▸ Texto da página
# # # # # # #

28 de setembro de 2016

Crítica | O Lar das Crianças Peculiares

Lauren McCrostie, Pixie Davies, Thomas e Joseph Odwell e Ella Purnell em O LAR DAS CRIANÇAS PECULIARES (Miss Peregrine's Home for Peculiar Children)

★★★

Miss Peregrine's Home For Peculiar Children, Reino Unido/Bélgica/EUA, 2016 | Duração: 2h06m46s | Lançado no Brasil em 29 de setembro de 2016, nos cinemas | Baseado no romance de Ransom Riggs. Roteiro de Jane Goldman | Dirigido por Tim Burton | Com Asa Butterfield, Eva Green, Samuel L. Jackson, Ella Purnell, Terence Stamp, Chris O'Dowd, Rupert Everett, Allison Janney, Finlay MacMillan, Lauren McCrostie, Hayden Keeler-Stone, Georgia Pemberton, Milo Parker, Raffiella Chapman, Pixie Davies, Joseph Odwell, Thomas Odwell, Cameron King, Kim Dickens e Judi Dench.

Pôster/capa/cartaz nacional de O LAR DAS CRIANÇAS PECULIARES (Miss Peregrine's Home for Peculiar Children)
Concebido pelo escritor americano Ransom Riggs como fruto de sua paixão por fotografia vernacular e histórias bizarras, O Lar das Crianças Peculiares soa como uma versão infanto-juvenil fantasiosa de X-Men que, nas mãos do cineasta Tim Burton, ganha uma abordagem sombria mais que apropriada e bem-vinda. Entretanto, diferentemente do que ocorria nas histórias dos mutantes da Marvel ou em produções que abraçam paradoxos temporais, o filme abre mão de grande parte do potencial da premissa e dos elementos fantasiosos que definem seu universo ao manter o foco na tradicional disputa entre o bem e o mal, que ao menos é imaginativa o bastante para manter o espectador entretido.

# # # # # # #

▸ Registros armazenados
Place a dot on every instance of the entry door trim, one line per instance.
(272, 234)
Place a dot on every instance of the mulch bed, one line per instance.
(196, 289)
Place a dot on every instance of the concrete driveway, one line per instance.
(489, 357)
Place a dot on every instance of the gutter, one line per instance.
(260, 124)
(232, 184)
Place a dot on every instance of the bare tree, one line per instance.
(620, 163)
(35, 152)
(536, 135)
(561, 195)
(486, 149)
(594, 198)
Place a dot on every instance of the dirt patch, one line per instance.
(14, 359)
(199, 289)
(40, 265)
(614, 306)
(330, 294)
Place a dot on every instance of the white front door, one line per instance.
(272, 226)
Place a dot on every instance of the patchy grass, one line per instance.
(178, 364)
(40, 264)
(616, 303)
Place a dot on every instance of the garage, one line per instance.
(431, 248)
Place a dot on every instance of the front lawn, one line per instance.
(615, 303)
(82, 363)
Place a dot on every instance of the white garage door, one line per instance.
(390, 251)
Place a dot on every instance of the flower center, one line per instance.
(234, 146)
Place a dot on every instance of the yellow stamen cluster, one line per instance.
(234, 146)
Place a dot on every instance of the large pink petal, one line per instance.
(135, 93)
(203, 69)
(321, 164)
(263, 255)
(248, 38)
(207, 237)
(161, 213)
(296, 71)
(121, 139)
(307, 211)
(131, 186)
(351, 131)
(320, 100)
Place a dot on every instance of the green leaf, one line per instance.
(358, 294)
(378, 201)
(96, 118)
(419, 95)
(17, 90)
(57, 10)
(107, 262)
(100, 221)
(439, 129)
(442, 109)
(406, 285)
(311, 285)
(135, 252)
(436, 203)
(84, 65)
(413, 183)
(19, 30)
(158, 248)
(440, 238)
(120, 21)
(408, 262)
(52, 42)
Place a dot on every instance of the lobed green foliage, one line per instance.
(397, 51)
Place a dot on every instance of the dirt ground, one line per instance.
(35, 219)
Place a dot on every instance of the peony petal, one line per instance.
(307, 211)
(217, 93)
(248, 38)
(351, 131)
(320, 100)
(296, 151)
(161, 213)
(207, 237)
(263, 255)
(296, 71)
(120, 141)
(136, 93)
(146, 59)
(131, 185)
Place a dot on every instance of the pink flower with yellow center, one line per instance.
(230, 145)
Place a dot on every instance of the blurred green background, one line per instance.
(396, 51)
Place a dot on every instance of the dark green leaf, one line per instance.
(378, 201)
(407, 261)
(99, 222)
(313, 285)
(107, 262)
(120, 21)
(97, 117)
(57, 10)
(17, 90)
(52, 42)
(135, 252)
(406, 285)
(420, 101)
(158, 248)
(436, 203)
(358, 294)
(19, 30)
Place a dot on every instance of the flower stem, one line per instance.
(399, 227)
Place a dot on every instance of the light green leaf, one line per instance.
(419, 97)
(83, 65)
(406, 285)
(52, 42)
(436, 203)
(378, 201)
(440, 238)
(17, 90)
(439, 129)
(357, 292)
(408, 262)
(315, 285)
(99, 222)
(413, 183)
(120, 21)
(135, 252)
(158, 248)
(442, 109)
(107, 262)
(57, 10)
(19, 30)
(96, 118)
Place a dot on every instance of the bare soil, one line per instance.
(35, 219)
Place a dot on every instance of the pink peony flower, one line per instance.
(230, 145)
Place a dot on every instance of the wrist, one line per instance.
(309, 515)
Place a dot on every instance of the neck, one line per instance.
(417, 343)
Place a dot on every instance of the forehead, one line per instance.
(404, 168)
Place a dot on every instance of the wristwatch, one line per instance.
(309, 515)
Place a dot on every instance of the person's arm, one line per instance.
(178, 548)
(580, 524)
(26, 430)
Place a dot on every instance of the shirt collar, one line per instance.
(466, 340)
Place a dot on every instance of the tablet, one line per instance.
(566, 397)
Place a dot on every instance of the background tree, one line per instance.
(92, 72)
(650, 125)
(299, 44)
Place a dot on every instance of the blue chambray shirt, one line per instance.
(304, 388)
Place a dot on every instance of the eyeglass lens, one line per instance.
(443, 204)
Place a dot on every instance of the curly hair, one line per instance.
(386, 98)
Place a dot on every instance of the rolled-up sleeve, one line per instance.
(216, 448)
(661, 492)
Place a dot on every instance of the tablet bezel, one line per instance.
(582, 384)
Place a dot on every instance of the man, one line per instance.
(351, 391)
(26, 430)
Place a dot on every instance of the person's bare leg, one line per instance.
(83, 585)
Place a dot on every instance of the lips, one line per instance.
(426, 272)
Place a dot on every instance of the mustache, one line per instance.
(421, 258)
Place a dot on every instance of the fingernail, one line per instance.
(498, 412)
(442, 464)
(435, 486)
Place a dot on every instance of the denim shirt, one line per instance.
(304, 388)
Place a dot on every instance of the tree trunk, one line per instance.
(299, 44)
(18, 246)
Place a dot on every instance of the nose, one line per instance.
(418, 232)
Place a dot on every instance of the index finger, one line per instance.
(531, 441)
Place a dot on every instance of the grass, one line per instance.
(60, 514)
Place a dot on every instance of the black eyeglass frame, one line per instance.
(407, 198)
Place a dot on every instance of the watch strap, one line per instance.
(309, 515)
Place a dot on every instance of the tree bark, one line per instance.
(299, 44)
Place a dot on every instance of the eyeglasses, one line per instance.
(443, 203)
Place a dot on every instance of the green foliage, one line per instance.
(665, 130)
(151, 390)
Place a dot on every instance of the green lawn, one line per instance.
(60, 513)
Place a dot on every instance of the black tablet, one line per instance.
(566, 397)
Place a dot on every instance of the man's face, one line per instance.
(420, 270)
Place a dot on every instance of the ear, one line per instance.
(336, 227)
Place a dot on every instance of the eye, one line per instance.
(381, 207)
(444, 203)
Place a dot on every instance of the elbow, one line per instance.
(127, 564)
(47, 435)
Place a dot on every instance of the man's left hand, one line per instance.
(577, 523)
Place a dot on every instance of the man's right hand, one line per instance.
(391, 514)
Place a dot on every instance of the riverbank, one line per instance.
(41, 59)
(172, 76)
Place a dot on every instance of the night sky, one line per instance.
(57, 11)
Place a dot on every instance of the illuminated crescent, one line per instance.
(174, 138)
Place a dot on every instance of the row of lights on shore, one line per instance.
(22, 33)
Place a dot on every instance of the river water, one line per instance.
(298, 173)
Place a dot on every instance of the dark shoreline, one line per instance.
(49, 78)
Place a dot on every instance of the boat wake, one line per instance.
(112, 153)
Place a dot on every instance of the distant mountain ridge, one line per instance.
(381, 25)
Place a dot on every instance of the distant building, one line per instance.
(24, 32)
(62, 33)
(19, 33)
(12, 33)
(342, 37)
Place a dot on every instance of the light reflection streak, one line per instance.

# # # # # # #

▸ Instruções
1) De acordo com a crítica de O Lar das Crianças Peculiares, quem escreveu o roteiro do filme?
2) Reproduza o trecho da crítica começando em "Crítica | O" e seguindo até "e Judi Dench.", renomeando "Tim Burton" para "Burton".
3) Prossiga com a crítica de O Lar das Crianças Peculiares a partir do ponto em que o texto termina.

▸ Respostas
1) Jane Goldman.

2)
Crítica | O Lar das Crianças Peculiares

Lauren McCrostie, Pixie Davies, Thomas e Joseph Odwell e Ella Purnell em O LAR DAS CRIANÇAS PECULIARES (Miss Peregrine's Home for Peculiar Children)

★★★

Miss Peregrine's Home For Peculiar Children, Reino Unido/Bélgica/EUA, 2016 | Duração: 2h06m46s | Lançado no Brasil em 29 de setembro de 2016, nos cinemas | Baseado no romance de Ransom Riggs. Roteiro de Jane Goldman | Dirigido por Burton | Com Asa Butterfield, Eva Green, Samuel L. Jackson, Ella Purnell, Terence Stamp, Chris O'Dowd, Rupert Everett, Allison Janney, Finlay MacMillan, Lauren McCrostie, Hayden Keeler-Stone, Georgia Pemberton, Milo Parker, Raffiella Chapman, Pixie Davies, Joseph Odwell, Thomas Odwell, Cameron King, Kim Dickens e Judi Dench.

3)
No roteiro, escrito por Jane Goldman (Kingsman: Serviço Secreto), o garoto Jake (Asa Butterfield) decide viajar para uma pequena e remota ilha galesa depois que seu avô, Abe (Terence Stamp), à beira da morte, tenta convencê-lo que as histórias de ninar que lhe contara durante a infância envolvendo um orfanato repleto de crianças com habilidades especiais eram, de fato, reais. Esquivando-se da incredulidade de seu pai (Chris O'Dowd), Jake acaba atravessando um fenda temporal e retorna a 3 de setembro de 1943, dia que a senhora Peregrine (Eva Green) e suas crianças peculiares revivem incessantemente como meio de se proteger de ameaças externas. Entretanto, a segurança daquela fenda é comprometida pelo senhor Barron (Samuel L. Jackson) e um grupo de seres peculiares nefastos e inescrupulosos que desejam transferir a imortalidade própria da vida em loops temporais para a linha cronológica convencional, condição que supostamente seria alcançada através de um experimento perigoso que coloca ymbrynes - peculiares capazes de manipular o tempo, como a senhora Peregrine - na posição de cobaias.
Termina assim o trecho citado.